Good morning traders from a sunny and warm IntelliTrade desk, with Amsterdam around 25°C, a yellow heat warning in place, and a smooth coffee nearby as we step back from the noise and frame the week ahead.
Overall Market Sentiment:
Market mood is cautious and mixed. The dollar remains firm after a strong June run, but its momentum cooled late last week as inflation data came in broadly as expected and oil prices fell sharply from their conflict-driven highs.
The main tension is now between U.S. rate expectations and renewed oil headline risk. If labor data stay strong, the dollar can keep its yield advantage, but fresh stress around shipping routes would bring energy inflation, gold, CHF and JPY back into focus.
Weekly Thesis:
The dominant question this week is whether U.S. jobs data confirm the Fed-hike narrative while oil risk stays contained. The base case is a firm but less one-way dollar, with markets still rewarding U.S. yield advantage but becoming more selective after last week’s PCE release. House view: risks still lean toward USD resilience, but the next clean move depends on whether payrolls and wages reinforce inflation pressure or finally cool it.
Scenario Map:
- Base case, 55%: Payrolls are steady, wages remain firm, and oil holds near the low-$70s despite headline noise. USD stays supported, JPY remains vulnerable, and commodity FX struggles to recover quickly.
- Risk-on scenario, 25%: Jobs data soften without signaling a hard landing, oil stays contained, and yields ease. Equities stabilize, AUD and NZD improve, while USD and CHF lose some defensive demand.
- Risk-off escalation scenario, 20%: Oil headlines worsen, shipping risk rises, or U.S. labor data revive aggressive Fed-hike pricing. USD, gold, CHF and JPY regain attention, while equities and higher-beta FX come under pressure.
What Changed Since Last Week:
Oil’s risk premium collapsed first, with Brent settling near $72 after more tanker movement through the Strait of Hormuz, but the weekend tanker incident has stopped markets from treating the route as fully safe. The dollar ended the week higher but off its peak after PCE inflation met expectations rather than delivering a fresh upside shock. Gold and silver bounced on Friday, but the broader weekly trend still showed pressure from USD strength and rate expectations.

#### [Your instructions]
Reproduce everything in the market outlook from "Good morning traders" down to "back into focus.". Base every response solely on the market outlook above.

#### [Data rows]

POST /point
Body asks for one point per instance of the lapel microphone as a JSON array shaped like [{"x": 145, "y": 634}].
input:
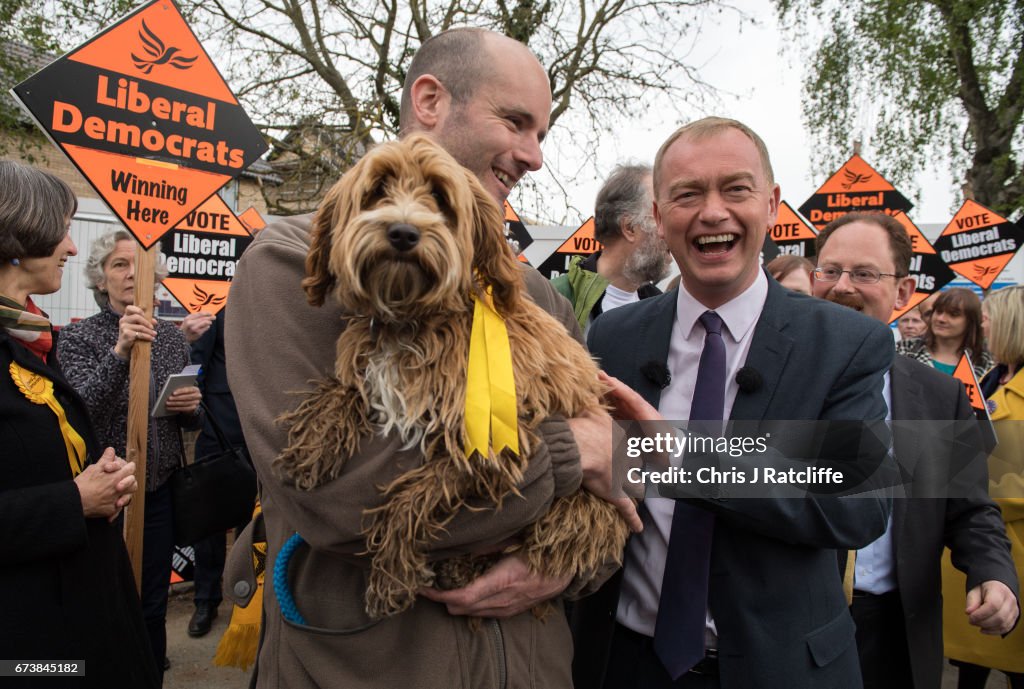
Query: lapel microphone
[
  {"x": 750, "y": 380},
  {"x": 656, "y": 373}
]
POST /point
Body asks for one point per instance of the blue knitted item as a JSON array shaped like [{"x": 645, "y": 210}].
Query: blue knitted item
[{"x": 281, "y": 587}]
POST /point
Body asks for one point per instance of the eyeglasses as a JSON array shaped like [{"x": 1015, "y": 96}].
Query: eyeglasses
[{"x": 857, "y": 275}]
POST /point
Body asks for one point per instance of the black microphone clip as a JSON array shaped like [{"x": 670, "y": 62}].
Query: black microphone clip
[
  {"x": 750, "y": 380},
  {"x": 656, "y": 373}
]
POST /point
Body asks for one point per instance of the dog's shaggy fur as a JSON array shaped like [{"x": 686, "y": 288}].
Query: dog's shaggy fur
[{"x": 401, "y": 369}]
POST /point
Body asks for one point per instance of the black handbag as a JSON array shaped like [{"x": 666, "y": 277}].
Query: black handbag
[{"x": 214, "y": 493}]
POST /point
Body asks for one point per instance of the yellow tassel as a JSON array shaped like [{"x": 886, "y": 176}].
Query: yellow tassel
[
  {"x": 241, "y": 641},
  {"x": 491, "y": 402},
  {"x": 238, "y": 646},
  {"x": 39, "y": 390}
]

#### [Completed task]
Good morning traders from a sunny and warm IntelliTrade desk, with Amsterdam around 25°C, a yellow heat warning in place, and a smooth coffee nearby as we step back from the noise and frame the week ahead.
Overall Market Sentiment:
Market mood is cautious and mixed. The dollar remains firm after a strong June run, but its momentum cooled late last week as inflation data came in broadly as expected and oil prices fell sharply from their conflict-driven highs.
The main tension is now between U.S. rate expectations and renewed oil headline risk. If labor data stay strong, the dollar can keep its yield advantage, but fresh stress around shipping routes would bring energy inflation, gold, CHF and JPY back into focus.